Produce a word-for-word copy of the data below.

Point localization data:

BEGIN

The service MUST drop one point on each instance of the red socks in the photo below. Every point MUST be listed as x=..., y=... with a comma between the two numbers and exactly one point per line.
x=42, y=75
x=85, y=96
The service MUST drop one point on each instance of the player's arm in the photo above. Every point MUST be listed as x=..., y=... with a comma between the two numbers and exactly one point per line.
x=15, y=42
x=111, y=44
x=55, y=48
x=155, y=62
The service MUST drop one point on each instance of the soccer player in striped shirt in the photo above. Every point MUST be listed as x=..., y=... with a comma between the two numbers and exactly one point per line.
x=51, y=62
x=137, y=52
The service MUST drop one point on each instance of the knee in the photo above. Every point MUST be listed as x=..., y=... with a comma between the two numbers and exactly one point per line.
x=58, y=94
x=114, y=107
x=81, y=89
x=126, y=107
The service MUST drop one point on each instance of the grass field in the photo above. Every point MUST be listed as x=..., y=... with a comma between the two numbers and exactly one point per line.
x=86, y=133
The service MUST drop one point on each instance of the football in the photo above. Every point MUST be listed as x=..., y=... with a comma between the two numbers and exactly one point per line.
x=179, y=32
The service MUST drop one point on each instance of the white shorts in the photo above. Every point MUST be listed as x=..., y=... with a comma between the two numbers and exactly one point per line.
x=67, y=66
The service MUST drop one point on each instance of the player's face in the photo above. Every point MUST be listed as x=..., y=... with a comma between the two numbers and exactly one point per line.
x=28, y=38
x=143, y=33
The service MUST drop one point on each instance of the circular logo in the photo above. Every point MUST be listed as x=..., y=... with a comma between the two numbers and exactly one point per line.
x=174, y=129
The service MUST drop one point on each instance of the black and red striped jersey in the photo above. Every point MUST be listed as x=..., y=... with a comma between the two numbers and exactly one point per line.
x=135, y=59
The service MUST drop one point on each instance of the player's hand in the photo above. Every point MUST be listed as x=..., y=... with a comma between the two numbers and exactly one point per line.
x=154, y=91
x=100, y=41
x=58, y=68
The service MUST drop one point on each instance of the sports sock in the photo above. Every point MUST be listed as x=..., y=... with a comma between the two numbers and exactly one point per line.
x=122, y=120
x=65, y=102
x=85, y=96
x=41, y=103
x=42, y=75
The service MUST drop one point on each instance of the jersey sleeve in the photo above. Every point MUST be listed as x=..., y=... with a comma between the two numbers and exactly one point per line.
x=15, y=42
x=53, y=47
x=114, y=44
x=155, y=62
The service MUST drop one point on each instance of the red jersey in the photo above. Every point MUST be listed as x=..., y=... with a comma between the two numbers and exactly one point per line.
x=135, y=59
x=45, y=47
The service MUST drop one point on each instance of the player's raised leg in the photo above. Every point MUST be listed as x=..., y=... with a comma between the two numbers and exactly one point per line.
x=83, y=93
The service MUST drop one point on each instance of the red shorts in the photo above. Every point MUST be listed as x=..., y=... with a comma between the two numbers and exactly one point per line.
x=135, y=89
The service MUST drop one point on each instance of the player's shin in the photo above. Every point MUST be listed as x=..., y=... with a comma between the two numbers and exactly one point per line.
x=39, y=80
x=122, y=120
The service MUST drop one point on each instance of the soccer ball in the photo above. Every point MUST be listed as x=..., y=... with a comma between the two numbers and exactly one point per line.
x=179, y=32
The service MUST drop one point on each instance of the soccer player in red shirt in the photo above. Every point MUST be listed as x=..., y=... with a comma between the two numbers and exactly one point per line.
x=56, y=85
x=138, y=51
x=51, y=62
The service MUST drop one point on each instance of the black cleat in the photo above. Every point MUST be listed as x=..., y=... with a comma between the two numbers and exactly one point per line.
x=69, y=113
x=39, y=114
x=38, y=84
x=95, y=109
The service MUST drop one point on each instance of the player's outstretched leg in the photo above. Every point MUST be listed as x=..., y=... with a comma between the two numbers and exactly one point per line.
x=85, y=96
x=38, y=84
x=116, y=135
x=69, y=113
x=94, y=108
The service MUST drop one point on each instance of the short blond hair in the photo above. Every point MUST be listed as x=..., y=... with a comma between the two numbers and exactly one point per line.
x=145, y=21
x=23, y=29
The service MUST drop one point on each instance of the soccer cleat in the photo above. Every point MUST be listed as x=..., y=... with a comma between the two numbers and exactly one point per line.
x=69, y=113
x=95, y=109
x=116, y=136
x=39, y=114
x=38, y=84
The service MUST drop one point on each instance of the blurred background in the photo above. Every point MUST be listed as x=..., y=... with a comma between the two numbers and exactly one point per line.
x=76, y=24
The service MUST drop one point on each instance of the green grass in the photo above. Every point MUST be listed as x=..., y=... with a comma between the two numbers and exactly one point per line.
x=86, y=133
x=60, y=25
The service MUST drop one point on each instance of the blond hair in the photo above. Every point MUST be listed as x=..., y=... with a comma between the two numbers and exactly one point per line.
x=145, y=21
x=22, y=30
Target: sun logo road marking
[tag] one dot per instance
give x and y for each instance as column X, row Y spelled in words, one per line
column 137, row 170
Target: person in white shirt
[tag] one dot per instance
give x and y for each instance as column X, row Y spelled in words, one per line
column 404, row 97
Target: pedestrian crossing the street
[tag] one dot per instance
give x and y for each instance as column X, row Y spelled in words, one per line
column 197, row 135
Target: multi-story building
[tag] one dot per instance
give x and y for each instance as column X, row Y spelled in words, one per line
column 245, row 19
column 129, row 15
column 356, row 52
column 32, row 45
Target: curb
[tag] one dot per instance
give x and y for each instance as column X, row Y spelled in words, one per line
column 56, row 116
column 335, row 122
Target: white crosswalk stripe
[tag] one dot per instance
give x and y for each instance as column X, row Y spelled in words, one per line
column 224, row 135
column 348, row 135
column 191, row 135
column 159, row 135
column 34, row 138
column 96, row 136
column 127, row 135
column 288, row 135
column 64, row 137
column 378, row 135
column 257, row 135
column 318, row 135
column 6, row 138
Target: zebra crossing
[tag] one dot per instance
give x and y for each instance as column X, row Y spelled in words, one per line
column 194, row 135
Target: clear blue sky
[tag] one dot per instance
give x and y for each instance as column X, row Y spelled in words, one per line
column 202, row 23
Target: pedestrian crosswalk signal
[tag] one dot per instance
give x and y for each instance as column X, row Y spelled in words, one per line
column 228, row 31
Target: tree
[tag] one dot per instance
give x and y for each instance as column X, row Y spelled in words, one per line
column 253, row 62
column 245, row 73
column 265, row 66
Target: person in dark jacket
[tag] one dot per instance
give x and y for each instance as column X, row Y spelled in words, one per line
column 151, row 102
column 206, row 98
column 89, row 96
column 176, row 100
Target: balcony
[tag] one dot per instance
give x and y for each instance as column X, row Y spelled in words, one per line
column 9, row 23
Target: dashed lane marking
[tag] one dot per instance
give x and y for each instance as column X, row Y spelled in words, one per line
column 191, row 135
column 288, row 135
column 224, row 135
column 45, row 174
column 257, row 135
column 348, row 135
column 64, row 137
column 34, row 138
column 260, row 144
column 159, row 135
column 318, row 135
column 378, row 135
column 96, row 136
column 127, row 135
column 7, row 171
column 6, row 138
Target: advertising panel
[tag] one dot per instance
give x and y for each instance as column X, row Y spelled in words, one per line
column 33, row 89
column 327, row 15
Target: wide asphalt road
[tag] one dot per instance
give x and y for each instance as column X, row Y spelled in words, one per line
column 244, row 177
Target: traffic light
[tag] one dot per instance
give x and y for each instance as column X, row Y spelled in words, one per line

END

## [EXPECTED ANSWER]
The service MUST drop one point on each instance of the red socks in the photo below. Every point MUST be listed as x=..., y=... with a comma between the two numbers and exactly one point per line.
x=42, y=75
x=85, y=96
The service MUST drop one point on each instance of the player's arm in the photo above. Every point MUST be listed as x=..., y=... with a comma between the two numbers and exactly one point per line.
x=15, y=42
x=111, y=44
x=55, y=48
x=155, y=62
The service MUST drop one point on each instance of the soccer player in striped shirt in the photo above. Every point MUST be listed as x=..., y=... with a comma between the two numbers and exactly one point per line.
x=51, y=62
x=137, y=52
The service MUST drop one point on each instance of the knee in the photo above. Every point MUST be listed as x=..., y=... with a comma between the two numbers and exactly one point per line.
x=58, y=94
x=114, y=107
x=81, y=89
x=126, y=107
The service MUST drop one point on each instance of the grass field in the photo above. Every point MUST be listed as x=..., y=... with a comma between the two numbers and exactly one point per line.
x=86, y=133
The service MUST drop one point on each instance of the football in the photo above. Every point MUST be listed as x=..., y=... with a comma between the two numbers and exactly one point per line.
x=179, y=32
The service MUST drop one point on each instance of the white shorts in the photo above. Every point MUST be listed as x=..., y=... with a comma between the two numbers and exactly one point per line.
x=67, y=66
The service MUST drop one point on each instance of the player's face in the photo above. Every point MUST be listed as x=..., y=... with a comma between the two numbers and exactly one point per line.
x=28, y=38
x=143, y=33
The service MUST drop one point on each instance of the circular logo in the photo above. Every point MUST be listed as x=..., y=... with a comma between the two numbers and exactly one point per line.
x=174, y=129
The service MUST drop one point on each instance of the black and red striped jersey in the photo above. Every point MUST be listed as x=..., y=... with a comma between the two numbers and exactly one point per line.
x=135, y=59
The service MUST drop one point on each instance of the player's hand in the photo above. Every point MUST be listed as x=..., y=... with a comma between the two numbers and exactly one point per line.
x=154, y=91
x=100, y=41
x=58, y=68
The service MUST drop one point on each instance of the sports sock in the photo above. Every point MUST be listed as x=..., y=... with a comma between the two numbers and exactly one point per line.
x=122, y=120
x=65, y=102
x=85, y=96
x=41, y=103
x=42, y=75
The service MUST drop one point on each instance of the jersey sleeve in the photo above. Every point MUST be listed as x=..., y=... with a comma between the two numbers and exactly one point per line.
x=15, y=42
x=53, y=47
x=114, y=44
x=155, y=62
The service MUST drop one point on each instance of the red jersey in the photo above. Every point MUST be listed as x=..., y=... with a comma between the two numbers and exactly one point per line.
x=135, y=59
x=45, y=47
The service MUST drop one point on each instance of the player's raised leg in the photo above. Every point MUST be listed as x=..., y=... with a comma between the two numbers and exactly one point per line.
x=83, y=93
The service MUST drop one point on each instance of the red shorts in the photo above. Every point MUST be listed as x=..., y=... with a comma between the two numbers and exactly one point per line.
x=135, y=89
The service MUST drop one point on each instance of the player's shin in the photo above. Every point MUST be listed as x=..., y=... with a comma between the two numbers and exactly one point per line.
x=39, y=80
x=122, y=120
The service MUST drop one point on each instance of the soccer ball in the photo above. Every point MUST be listed as x=..., y=... with a comma between the two numbers and exactly one point per line.
x=179, y=32
The service MUST drop one point on each instance of the soccer player in red shirt in the photo above. Every point MUST be listed as x=..., y=... with a comma between the two numbers and exactly one point per line.
x=56, y=85
x=138, y=51
x=51, y=62
The service MUST drop one point on each instance of the black cleat in the photo above. Every point MUST be listed as x=..., y=... with a comma between the two numbers and exactly one point per line.
x=69, y=113
x=39, y=114
x=38, y=84
x=95, y=109
The service MUST drop one point on each instance of the player's outstretched leg in the photo above. Every point MUST be listed as x=..., y=... with a comma between the two numbers and exactly one point per line.
x=85, y=96
x=38, y=84
x=116, y=135
x=69, y=113
x=94, y=108
The service MUST drop one point on each instance of the short blond hair in the photo above. Every point MUST be listed as x=..., y=... with a comma between the two numbers and exactly one point per line.
x=145, y=21
x=23, y=29
The service MUST drop one point on each instance of the soccer cleat in the photo above. Every point MUST be listed as x=..., y=... with a comma between the two numbers and exactly one point per line.
x=69, y=113
x=95, y=109
x=116, y=136
x=39, y=114
x=38, y=84
The service MUST drop one point on each instance of the blurred background in the photo above. Every point MUST be listed as x=..., y=... with a comma between the two numbers and exactly one point per line.
x=76, y=24
The service MUST drop one point on each instance of the green grass in the photo above. Every point MUST be listed as x=..., y=... with a comma between the two numbers and exactly one point per line.
x=86, y=133
x=60, y=25
The service MUST drop one point on each instance of the blond hair in the photo above. Every point MUST be listed as x=..., y=... with a comma between the two numbers and exactly one point per line.
x=145, y=21
x=22, y=30
Target: sun logo road marking
[tag] one dot per instance
give x and y for each instance as column X, row Y spelled in words, one per line
column 137, row 170
Target: person in white shirt
[tag] one dot per instance
give x and y for each instance as column X, row Y spelled in words, one per line
column 404, row 97
Target: pedestrian crossing the street
[tag] one dot per instance
give x and y for each instance as column X, row Y spelled in words, one per line
column 197, row 135
Target: multi-story building
[tag] one dot per instance
give x and y for each instance as column X, row Y spelled in words, one per line
column 245, row 19
column 129, row 15
column 356, row 52
column 32, row 45
Target: curb
[tag] one dot per instance
give x and y for each instance as column X, row Y spelled in words, one per line
column 56, row 116
column 335, row 122
Target: white crosswalk stripe
[tag] one dot per instance
give x and y for each instance as column X, row Y spelled in words, one per line
column 224, row 135
column 348, row 135
column 191, row 135
column 159, row 135
column 34, row 138
column 96, row 136
column 127, row 135
column 288, row 135
column 64, row 137
column 378, row 135
column 257, row 135
column 318, row 135
column 6, row 138
Target: zebra crossing
[tag] one dot per instance
give x and y for each instance as column X, row Y spelled in words, one per line
column 194, row 135
Target: clear blue sky
[tag] one dot per instance
give x and y for each instance as column X, row Y spelled in words, one per line
column 202, row 23
Target: pedestrian crosswalk signal
[tag] one dot per instance
give x and y for each instance as column X, row Y spelled in words, one per line
column 228, row 31
Target: tree
[tag] one dot per instance
give x and y for each instance as column X, row Y spelled in words, one per line
column 253, row 62
column 245, row 73
column 265, row 66
Target: person in dark jacket
[tag] one dot per instance
give x and y for each instance as column X, row Y spelled in words, one per line
column 151, row 102
column 206, row 98
column 89, row 96
column 176, row 100
Target: balcony
[tag] one dot per instance
give x and y for each instance as column X, row Y spelled in words, one per line
column 9, row 23
Target: dashed lane marking
[tag] one dot per instance
give x and y for each instance as column X, row Y spelled in words, one per line
column 191, row 135
column 288, row 135
column 224, row 135
column 45, row 174
column 257, row 135
column 348, row 135
column 64, row 137
column 34, row 138
column 260, row 144
column 159, row 135
column 318, row 135
column 378, row 135
column 96, row 136
column 127, row 135
column 7, row 171
column 6, row 138
Target: advertising panel
[tag] one dot per instance
give x and y for each instance as column X, row Y spelled in words, one per line
column 33, row 89
column 327, row 15
Target: wide asphalt road
[tag] one dot per instance
give x and y for each instance as column X, row Y spelled in words, one per line
column 244, row 177
Target: traffic light
[tag] one dot per instance
give x and y for each instance as column X, row Y spelled in words, one per line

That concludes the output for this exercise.